- [WRITTEN INSTRUCTION 1]:
Name every person mentioned in the cluster configuration thread below.

Re: Optimal Configuration for Cluster

Ufuk Celebi Tue, 23 Feb 2016 05:05:38 -0800

I would go with one task manager with 48 slots per machine. This
reduces the communication overheads between task managers.


Regarding memory configuration: Given that the machines have plenty of
memory, I would configure a bigger heap than the 4 GB you had
previously. Furhermore, you can also consider adding more network
buffers, which should improve job throughput.

– Ufuk

On Tue, Feb 23, 2016 at 11:57 AM, Welly Tambunan <if05...@gmail.com> wrote:
> Hi Ufuk and Fabian,
>
> Is that better to start 48 task manager ( one slot each ) in one machine
> than having single task manager with 48 slot ? Any trade-off that we should
> know etc ?
>
> Cheers
>
> On Tue, Feb 23, 2016 at 3:03 PM, Welly Tambunan <if05...@gmail.com> wrote:
>>
>> Hi Ufuk,
>>
>> Thanks for the explanation.
>>
>> Yes. Our jobs is all streaming job.
>>
>> Cheers
>>
>> On Tue, Feb 23, 2016 at 2:48 PM, Ufuk Celebi <u...@apache.org> wrote:
>>>
>>> The new default is equivalent to the previous "streaming mode". The
>>> community decided to get rid of this distinction, because it was
>>> confusing to users.

- [WRITTEN INSTRUCTION 2]:
Copy the Saved entries from their first line through the line containing "[[429, 234]]", including both of those lines.

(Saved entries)
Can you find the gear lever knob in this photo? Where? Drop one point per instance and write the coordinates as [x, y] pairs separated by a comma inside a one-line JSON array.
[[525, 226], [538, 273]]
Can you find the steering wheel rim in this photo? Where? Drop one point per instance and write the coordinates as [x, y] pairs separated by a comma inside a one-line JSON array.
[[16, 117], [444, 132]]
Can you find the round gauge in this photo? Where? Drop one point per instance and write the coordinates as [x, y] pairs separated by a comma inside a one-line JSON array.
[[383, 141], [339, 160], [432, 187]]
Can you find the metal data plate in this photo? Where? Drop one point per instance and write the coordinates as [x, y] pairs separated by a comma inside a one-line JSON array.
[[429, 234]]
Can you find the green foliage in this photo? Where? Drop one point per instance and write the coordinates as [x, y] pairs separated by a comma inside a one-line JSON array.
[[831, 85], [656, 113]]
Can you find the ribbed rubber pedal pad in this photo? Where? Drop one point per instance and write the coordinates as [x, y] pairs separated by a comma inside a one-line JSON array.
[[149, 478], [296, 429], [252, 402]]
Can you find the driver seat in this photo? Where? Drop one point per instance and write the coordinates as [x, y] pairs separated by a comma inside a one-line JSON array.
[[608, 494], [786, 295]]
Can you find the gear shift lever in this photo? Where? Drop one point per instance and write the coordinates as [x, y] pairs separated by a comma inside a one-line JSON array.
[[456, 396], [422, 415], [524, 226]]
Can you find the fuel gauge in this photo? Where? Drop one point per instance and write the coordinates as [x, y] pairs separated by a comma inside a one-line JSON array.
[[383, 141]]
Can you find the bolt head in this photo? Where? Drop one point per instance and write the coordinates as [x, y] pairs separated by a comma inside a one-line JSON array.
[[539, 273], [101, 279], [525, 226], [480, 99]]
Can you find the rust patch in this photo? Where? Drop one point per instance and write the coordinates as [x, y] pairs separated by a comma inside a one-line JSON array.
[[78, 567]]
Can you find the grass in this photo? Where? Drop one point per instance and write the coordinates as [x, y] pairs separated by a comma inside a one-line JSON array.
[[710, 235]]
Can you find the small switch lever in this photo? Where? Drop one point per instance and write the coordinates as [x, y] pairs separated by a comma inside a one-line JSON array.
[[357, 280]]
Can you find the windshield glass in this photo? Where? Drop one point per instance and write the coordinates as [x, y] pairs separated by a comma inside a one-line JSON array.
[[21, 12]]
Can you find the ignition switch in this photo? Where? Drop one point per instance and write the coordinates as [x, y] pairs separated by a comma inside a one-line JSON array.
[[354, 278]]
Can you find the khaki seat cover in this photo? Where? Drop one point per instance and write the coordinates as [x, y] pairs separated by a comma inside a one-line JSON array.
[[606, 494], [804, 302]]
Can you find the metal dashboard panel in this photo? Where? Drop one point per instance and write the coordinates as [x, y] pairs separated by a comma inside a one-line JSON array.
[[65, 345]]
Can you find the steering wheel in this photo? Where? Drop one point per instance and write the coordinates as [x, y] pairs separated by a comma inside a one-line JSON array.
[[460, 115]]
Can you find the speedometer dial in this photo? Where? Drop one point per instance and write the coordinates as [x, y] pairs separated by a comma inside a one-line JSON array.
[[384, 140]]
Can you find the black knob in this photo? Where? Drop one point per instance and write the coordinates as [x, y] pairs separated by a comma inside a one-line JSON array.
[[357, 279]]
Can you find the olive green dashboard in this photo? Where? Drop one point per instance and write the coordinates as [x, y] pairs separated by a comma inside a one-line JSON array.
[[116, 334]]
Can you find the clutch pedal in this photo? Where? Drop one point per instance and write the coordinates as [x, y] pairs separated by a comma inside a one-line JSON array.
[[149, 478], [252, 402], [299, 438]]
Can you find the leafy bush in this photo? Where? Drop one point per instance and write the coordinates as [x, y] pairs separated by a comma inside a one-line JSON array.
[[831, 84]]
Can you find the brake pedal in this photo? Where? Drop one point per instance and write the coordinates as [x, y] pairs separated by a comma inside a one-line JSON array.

- [EXERCISE SOLUTION 1]:
Ufuk Celebi, Welly Tambunan, Fabian

- [EXERCISE SOLUTION 2]:
Can you find the gear lever knob in this photo? Where? Drop one point per instance and write the coordinates as [x, y] pairs separated by a comma inside a one-line JSON array.
[[525, 226], [538, 273]]
Can you find the steering wheel rim in this photo? Where? Drop one point per instance and write the coordinates as [x, y] pairs separated by a comma inside a one-line JSON array.
[[16, 117], [444, 132]]
Can you find the round gauge in this photo? Where? Drop one point per instance and write the coordinates as [x, y] pairs separated by a comma inside a one-line JSON array.
[[383, 141], [339, 160], [432, 187]]
Can you find the metal data plate in this photo? Where? Drop one point per instance and write the coordinates as [x, y] pairs separated by a comma inside a one-line JSON array.
[[429, 234]]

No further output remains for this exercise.